§ ACTIVITY
Write the records out again, exactly.

[Start of section]

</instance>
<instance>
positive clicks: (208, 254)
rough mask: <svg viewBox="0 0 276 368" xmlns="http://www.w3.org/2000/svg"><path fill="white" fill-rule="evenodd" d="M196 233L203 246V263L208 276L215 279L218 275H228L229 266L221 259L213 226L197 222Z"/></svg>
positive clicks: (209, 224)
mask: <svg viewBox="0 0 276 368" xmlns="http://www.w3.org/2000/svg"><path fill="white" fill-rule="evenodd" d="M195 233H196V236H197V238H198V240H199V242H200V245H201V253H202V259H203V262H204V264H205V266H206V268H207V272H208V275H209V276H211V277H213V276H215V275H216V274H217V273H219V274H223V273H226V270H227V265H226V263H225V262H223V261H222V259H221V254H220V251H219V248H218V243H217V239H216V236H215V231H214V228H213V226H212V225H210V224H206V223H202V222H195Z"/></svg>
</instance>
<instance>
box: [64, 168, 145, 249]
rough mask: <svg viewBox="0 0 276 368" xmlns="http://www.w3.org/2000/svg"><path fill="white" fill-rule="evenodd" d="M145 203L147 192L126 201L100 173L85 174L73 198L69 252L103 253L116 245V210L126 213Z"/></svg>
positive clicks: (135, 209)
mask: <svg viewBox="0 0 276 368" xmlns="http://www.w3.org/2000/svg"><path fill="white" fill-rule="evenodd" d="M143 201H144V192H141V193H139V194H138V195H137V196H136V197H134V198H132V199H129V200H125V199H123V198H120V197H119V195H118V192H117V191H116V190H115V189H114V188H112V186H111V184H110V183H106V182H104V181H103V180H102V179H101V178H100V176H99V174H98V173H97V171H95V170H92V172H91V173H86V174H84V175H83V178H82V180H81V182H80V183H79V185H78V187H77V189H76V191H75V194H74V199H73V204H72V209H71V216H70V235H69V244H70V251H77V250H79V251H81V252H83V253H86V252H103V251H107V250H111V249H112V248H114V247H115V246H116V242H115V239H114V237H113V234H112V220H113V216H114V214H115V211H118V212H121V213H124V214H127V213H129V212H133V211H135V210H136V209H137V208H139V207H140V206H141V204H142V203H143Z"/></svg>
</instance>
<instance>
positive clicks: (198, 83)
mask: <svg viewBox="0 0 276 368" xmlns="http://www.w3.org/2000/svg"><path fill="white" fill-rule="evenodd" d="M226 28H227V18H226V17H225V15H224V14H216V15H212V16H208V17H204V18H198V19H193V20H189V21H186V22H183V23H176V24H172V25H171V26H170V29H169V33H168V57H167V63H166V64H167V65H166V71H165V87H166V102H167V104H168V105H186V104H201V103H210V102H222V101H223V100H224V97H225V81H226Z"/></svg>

[End of section]

§ RESULT OF THIS EXERCISE
</instance>
<instance>
positive clicks: (208, 254)
rough mask: <svg viewBox="0 0 276 368" xmlns="http://www.w3.org/2000/svg"><path fill="white" fill-rule="evenodd" d="M196 233L203 246V263L208 276L215 279L218 275H228L229 266L221 259L213 226L197 222Z"/></svg>
positive clicks: (209, 224)
mask: <svg viewBox="0 0 276 368" xmlns="http://www.w3.org/2000/svg"><path fill="white" fill-rule="evenodd" d="M195 233H196V236H197V238H198V240H199V242H200V245H201V253H202V259H203V262H204V264H205V266H206V268H207V272H208V275H209V276H211V277H213V276H215V275H216V274H217V273H219V274H223V273H226V270H227V265H226V263H225V262H223V261H222V259H221V254H220V251H219V248H218V243H217V239H216V236H215V231H214V228H213V226H212V225H210V224H206V223H202V222H195Z"/></svg>
</instance>
<instance>
box: [64, 168, 145, 249]
rough mask: <svg viewBox="0 0 276 368" xmlns="http://www.w3.org/2000/svg"><path fill="white" fill-rule="evenodd" d="M145 203L147 192L126 201L100 173L85 174L73 198L69 252L103 253L116 245V210L126 213Z"/></svg>
positive clicks: (135, 209)
mask: <svg viewBox="0 0 276 368" xmlns="http://www.w3.org/2000/svg"><path fill="white" fill-rule="evenodd" d="M143 201H144V192H141V193H139V194H138V195H137V196H136V197H134V198H132V199H129V200H125V199H123V198H120V197H119V195H118V192H117V191H116V190H115V189H114V188H112V186H111V184H110V183H106V182H104V181H103V180H102V179H101V178H100V176H99V174H98V173H97V171H95V170H92V172H91V173H86V174H84V175H83V178H82V180H81V182H80V183H79V185H78V187H77V189H76V191H75V194H74V199H73V204H72V209H71V216H70V235H69V244H70V251H77V250H79V251H81V252H83V253H86V252H103V251H107V250H111V249H112V248H114V247H115V246H116V242H115V239H114V237H113V234H112V220H113V216H114V214H115V211H118V212H121V213H124V214H127V213H129V212H133V211H135V210H136V209H137V208H139V207H140V206H141V204H142V203H143Z"/></svg>
</instance>
<instance>
positive clicks: (198, 83)
mask: <svg viewBox="0 0 276 368" xmlns="http://www.w3.org/2000/svg"><path fill="white" fill-rule="evenodd" d="M226 28H227V18H226V17H225V15H224V14H216V15H212V16H208V17H204V18H198V19H193V20H189V21H186V22H183V23H176V24H172V25H171V26H170V29H169V33H168V57H167V63H166V64H167V65H166V71H165V87H166V102H167V104H168V105H186V104H201V103H210V102H222V101H223V100H224V97H225V81H226Z"/></svg>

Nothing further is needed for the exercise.